● Set problem
Please extract every line below that contains the word "leaf". Copy each one in full, without changes.

Stored dataset items:
+ + + + +
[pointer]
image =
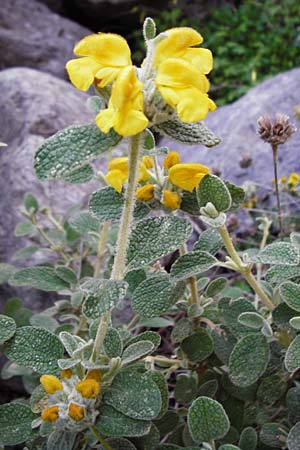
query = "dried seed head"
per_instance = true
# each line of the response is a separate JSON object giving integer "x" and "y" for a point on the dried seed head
{"x": 277, "y": 130}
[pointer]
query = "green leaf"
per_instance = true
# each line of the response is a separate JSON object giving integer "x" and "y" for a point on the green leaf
{"x": 207, "y": 420}
{"x": 185, "y": 389}
{"x": 107, "y": 295}
{"x": 70, "y": 150}
{"x": 6, "y": 271}
{"x": 122, "y": 395}
{"x": 25, "y": 252}
{"x": 156, "y": 237}
{"x": 290, "y": 294}
{"x": 292, "y": 356}
{"x": 191, "y": 264}
{"x": 251, "y": 320}
{"x": 30, "y": 202}
{"x": 279, "y": 274}
{"x": 271, "y": 389}
{"x": 61, "y": 440}
{"x": 7, "y": 328}
{"x": 272, "y": 435}
{"x": 237, "y": 194}
{"x": 35, "y": 348}
{"x": 182, "y": 329}
{"x": 15, "y": 423}
{"x": 137, "y": 351}
{"x": 162, "y": 385}
{"x": 213, "y": 190}
{"x": 113, "y": 345}
{"x": 84, "y": 222}
{"x": 118, "y": 444}
{"x": 24, "y": 229}
{"x": 188, "y": 133}
{"x": 248, "y": 439}
{"x": 244, "y": 371}
{"x": 39, "y": 277}
{"x": 111, "y": 422}
{"x": 277, "y": 253}
{"x": 107, "y": 204}
{"x": 209, "y": 241}
{"x": 151, "y": 336}
{"x": 198, "y": 346}
{"x": 154, "y": 296}
{"x": 293, "y": 440}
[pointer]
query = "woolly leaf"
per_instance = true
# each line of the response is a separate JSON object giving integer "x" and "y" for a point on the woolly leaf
{"x": 156, "y": 237}
{"x": 213, "y": 190}
{"x": 244, "y": 371}
{"x": 70, "y": 150}
{"x": 35, "y": 348}
{"x": 7, "y": 328}
{"x": 122, "y": 395}
{"x": 15, "y": 423}
{"x": 207, "y": 420}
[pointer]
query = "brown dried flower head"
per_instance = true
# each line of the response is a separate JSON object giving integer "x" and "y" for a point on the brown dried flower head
{"x": 277, "y": 130}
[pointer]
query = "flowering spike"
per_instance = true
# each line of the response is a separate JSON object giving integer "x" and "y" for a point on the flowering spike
{"x": 50, "y": 414}
{"x": 51, "y": 384}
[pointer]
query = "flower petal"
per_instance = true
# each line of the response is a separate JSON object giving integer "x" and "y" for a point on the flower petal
{"x": 187, "y": 175}
{"x": 178, "y": 40}
{"x": 82, "y": 72}
{"x": 106, "y": 48}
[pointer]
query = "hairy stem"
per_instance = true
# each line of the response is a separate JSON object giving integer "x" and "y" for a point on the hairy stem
{"x": 127, "y": 214}
{"x": 100, "y": 438}
{"x": 244, "y": 270}
{"x": 275, "y": 162}
{"x": 101, "y": 248}
{"x": 123, "y": 238}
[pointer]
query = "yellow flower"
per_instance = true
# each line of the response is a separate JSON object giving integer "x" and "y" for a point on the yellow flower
{"x": 187, "y": 175}
{"x": 118, "y": 172}
{"x": 294, "y": 178}
{"x": 171, "y": 159}
{"x": 180, "y": 43}
{"x": 88, "y": 388}
{"x": 125, "y": 107}
{"x": 50, "y": 414}
{"x": 171, "y": 199}
{"x": 94, "y": 374}
{"x": 51, "y": 384}
{"x": 104, "y": 55}
{"x": 147, "y": 160}
{"x": 66, "y": 373}
{"x": 76, "y": 412}
{"x": 184, "y": 89}
{"x": 145, "y": 193}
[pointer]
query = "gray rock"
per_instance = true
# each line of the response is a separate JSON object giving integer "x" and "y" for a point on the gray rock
{"x": 236, "y": 125}
{"x": 34, "y": 106}
{"x": 33, "y": 36}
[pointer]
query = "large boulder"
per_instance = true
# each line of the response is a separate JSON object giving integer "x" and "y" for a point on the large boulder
{"x": 34, "y": 106}
{"x": 33, "y": 36}
{"x": 236, "y": 125}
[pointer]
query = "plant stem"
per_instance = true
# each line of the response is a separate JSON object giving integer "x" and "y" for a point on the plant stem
{"x": 192, "y": 281}
{"x": 275, "y": 162}
{"x": 244, "y": 270}
{"x": 100, "y": 438}
{"x": 123, "y": 238}
{"x": 127, "y": 214}
{"x": 101, "y": 248}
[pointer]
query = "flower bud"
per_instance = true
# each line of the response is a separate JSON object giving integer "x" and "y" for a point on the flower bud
{"x": 50, "y": 414}
{"x": 51, "y": 384}
{"x": 275, "y": 131}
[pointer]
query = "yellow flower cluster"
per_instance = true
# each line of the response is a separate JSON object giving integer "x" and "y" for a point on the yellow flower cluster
{"x": 177, "y": 176}
{"x": 178, "y": 71}
{"x": 69, "y": 397}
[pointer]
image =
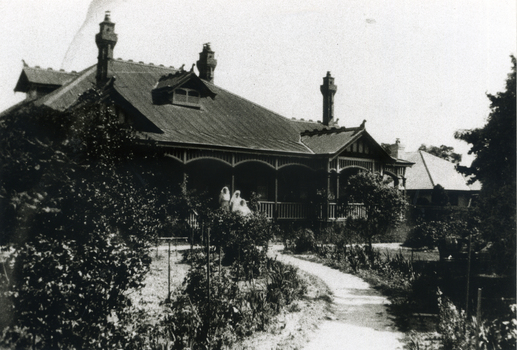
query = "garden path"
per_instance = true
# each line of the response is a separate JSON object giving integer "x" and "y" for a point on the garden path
{"x": 360, "y": 317}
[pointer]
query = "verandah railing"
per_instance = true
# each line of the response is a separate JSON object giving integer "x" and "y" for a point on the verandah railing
{"x": 300, "y": 211}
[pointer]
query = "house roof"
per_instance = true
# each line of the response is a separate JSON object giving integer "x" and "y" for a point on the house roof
{"x": 37, "y": 75}
{"x": 224, "y": 120}
{"x": 429, "y": 171}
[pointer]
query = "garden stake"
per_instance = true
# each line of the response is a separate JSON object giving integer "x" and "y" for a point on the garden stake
{"x": 208, "y": 282}
{"x": 468, "y": 279}
{"x": 478, "y": 318}
{"x": 169, "y": 274}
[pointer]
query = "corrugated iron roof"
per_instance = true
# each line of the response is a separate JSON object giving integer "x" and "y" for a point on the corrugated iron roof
{"x": 41, "y": 76}
{"x": 429, "y": 171}
{"x": 225, "y": 120}
{"x": 330, "y": 141}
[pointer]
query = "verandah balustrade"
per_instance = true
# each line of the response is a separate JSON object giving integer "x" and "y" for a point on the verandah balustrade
{"x": 302, "y": 211}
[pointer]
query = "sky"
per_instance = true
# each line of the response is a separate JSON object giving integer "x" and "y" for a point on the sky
{"x": 417, "y": 70}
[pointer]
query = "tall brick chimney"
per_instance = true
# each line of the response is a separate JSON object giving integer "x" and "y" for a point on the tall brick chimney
{"x": 106, "y": 40}
{"x": 328, "y": 89}
{"x": 398, "y": 150}
{"x": 206, "y": 63}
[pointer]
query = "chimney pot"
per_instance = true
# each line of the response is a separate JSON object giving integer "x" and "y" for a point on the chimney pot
{"x": 106, "y": 40}
{"x": 328, "y": 89}
{"x": 206, "y": 63}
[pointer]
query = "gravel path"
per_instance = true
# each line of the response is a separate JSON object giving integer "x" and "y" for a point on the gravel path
{"x": 360, "y": 319}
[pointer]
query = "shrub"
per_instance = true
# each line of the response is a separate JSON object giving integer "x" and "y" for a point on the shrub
{"x": 284, "y": 284}
{"x": 459, "y": 332}
{"x": 304, "y": 241}
{"x": 195, "y": 322}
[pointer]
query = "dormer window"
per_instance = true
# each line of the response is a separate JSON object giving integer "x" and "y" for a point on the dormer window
{"x": 186, "y": 97}
{"x": 181, "y": 89}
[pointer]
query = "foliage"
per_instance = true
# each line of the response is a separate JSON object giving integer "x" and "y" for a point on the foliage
{"x": 232, "y": 312}
{"x": 459, "y": 332}
{"x": 494, "y": 146}
{"x": 284, "y": 284}
{"x": 304, "y": 241}
{"x": 433, "y": 233}
{"x": 383, "y": 204}
{"x": 81, "y": 220}
{"x": 443, "y": 152}
{"x": 243, "y": 239}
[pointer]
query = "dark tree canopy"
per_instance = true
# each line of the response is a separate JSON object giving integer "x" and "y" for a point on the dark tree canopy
{"x": 74, "y": 204}
{"x": 444, "y": 152}
{"x": 494, "y": 146}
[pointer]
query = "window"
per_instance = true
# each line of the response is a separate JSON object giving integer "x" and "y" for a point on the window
{"x": 186, "y": 97}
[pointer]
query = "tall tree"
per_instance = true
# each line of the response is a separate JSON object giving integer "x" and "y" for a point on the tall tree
{"x": 444, "y": 152}
{"x": 494, "y": 146}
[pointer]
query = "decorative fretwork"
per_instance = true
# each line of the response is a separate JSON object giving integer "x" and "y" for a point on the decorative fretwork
{"x": 398, "y": 170}
{"x": 360, "y": 147}
{"x": 333, "y": 164}
{"x": 176, "y": 154}
{"x": 361, "y": 163}
{"x": 245, "y": 157}
{"x": 197, "y": 154}
{"x": 284, "y": 161}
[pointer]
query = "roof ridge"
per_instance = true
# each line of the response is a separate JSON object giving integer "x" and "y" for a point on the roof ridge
{"x": 330, "y": 130}
{"x": 142, "y": 63}
{"x": 50, "y": 69}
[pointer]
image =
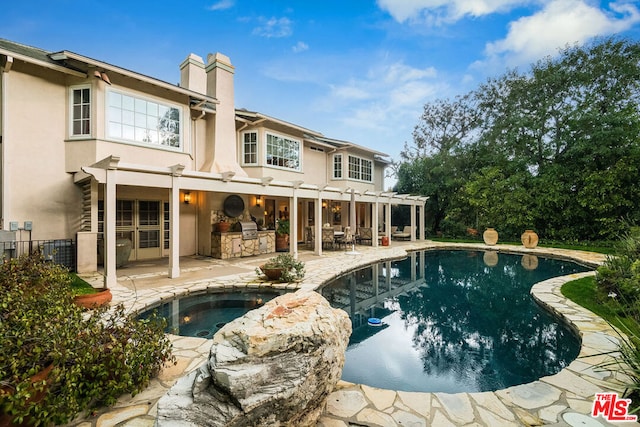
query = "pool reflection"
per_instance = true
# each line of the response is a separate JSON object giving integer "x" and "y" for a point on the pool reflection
{"x": 453, "y": 322}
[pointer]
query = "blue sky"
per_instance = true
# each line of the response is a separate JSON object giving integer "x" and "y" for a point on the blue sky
{"x": 358, "y": 70}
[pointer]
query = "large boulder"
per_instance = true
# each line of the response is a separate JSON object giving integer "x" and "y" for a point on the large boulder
{"x": 275, "y": 366}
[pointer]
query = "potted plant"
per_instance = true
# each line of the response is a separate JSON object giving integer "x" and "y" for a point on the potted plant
{"x": 282, "y": 235}
{"x": 85, "y": 359}
{"x": 282, "y": 268}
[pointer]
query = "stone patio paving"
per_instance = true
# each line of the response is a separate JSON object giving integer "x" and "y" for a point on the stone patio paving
{"x": 563, "y": 399}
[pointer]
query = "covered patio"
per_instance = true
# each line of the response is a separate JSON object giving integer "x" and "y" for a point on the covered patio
{"x": 112, "y": 174}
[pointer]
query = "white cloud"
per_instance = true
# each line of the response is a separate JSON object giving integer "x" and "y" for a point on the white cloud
{"x": 274, "y": 27}
{"x": 222, "y": 5}
{"x": 560, "y": 23}
{"x": 438, "y": 11}
{"x": 300, "y": 47}
{"x": 387, "y": 101}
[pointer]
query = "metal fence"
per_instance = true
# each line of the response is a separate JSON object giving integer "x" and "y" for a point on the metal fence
{"x": 60, "y": 251}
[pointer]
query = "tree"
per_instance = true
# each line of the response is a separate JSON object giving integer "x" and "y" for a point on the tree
{"x": 554, "y": 149}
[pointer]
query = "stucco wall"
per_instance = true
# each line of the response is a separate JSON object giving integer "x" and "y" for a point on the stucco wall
{"x": 34, "y": 156}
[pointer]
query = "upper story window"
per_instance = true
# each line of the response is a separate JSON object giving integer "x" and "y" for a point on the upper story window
+ + + + +
● Answer to the exercise
query = "green leaf"
# each line of the response is a separate JSON object giving integer "x" and "y" for a point on the green leaf
query = "woolly leaf"
# each line of the response is a separate JSON object giving integer "x" and "y" for a point on the woolly leaf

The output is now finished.